### [What to work on]
Find every line in the data below that contains the word "wall" and copy each one.

### [Data in this exercise]
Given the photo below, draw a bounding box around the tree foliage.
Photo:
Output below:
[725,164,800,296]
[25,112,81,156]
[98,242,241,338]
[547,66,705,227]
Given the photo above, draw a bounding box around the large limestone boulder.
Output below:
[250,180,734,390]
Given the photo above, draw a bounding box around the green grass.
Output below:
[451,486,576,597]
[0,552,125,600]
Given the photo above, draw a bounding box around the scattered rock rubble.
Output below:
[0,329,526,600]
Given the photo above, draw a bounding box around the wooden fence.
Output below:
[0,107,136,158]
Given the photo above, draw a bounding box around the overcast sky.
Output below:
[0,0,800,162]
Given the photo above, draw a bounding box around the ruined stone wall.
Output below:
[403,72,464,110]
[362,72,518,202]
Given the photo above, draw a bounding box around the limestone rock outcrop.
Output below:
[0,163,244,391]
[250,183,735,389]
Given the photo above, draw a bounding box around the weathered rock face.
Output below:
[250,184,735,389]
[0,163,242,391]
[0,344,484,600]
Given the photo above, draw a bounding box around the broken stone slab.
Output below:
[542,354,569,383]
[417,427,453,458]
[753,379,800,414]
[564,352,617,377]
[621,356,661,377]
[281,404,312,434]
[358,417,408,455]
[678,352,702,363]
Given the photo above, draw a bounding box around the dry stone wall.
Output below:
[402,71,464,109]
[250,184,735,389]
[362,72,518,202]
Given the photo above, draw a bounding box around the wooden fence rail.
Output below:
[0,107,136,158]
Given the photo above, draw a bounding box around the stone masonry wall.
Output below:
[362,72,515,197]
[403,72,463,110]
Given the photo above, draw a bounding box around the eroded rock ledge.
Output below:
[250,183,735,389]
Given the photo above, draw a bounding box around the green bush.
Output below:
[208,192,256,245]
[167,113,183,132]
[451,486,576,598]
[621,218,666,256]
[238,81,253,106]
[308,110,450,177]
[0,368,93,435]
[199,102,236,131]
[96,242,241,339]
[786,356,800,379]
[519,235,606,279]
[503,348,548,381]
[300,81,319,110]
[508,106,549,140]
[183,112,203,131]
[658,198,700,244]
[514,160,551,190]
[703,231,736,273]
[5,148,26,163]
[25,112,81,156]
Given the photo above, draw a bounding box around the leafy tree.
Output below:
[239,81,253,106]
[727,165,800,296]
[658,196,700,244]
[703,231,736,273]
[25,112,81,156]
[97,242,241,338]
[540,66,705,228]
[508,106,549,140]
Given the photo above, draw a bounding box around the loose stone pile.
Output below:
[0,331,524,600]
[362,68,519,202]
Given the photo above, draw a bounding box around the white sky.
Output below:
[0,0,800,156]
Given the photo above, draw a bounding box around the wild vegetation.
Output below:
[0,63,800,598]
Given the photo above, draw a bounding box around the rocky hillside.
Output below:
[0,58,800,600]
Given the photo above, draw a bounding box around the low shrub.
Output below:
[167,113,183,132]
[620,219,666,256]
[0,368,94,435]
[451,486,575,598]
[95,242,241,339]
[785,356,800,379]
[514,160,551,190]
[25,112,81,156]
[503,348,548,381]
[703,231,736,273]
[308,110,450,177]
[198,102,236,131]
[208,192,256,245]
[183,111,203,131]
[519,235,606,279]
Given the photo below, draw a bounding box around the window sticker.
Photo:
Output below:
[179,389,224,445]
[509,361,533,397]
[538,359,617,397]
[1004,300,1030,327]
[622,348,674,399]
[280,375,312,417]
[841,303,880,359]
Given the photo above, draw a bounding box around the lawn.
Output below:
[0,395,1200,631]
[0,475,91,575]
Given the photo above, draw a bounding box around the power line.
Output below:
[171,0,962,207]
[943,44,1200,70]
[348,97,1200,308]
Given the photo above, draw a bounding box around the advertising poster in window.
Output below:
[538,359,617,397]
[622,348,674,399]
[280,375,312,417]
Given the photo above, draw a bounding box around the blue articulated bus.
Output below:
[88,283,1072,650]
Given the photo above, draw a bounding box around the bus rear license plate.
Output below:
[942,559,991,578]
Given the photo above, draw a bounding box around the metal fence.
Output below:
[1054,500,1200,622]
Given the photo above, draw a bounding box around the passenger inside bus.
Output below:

### [Answer to this exercise]
Given the photo above, draw a bounding box around the ruined stone wall.
Given the photo above, draw a bounding box around the dry stone wall.
Given the photo above, draw a bounding box around the stone masonry wall.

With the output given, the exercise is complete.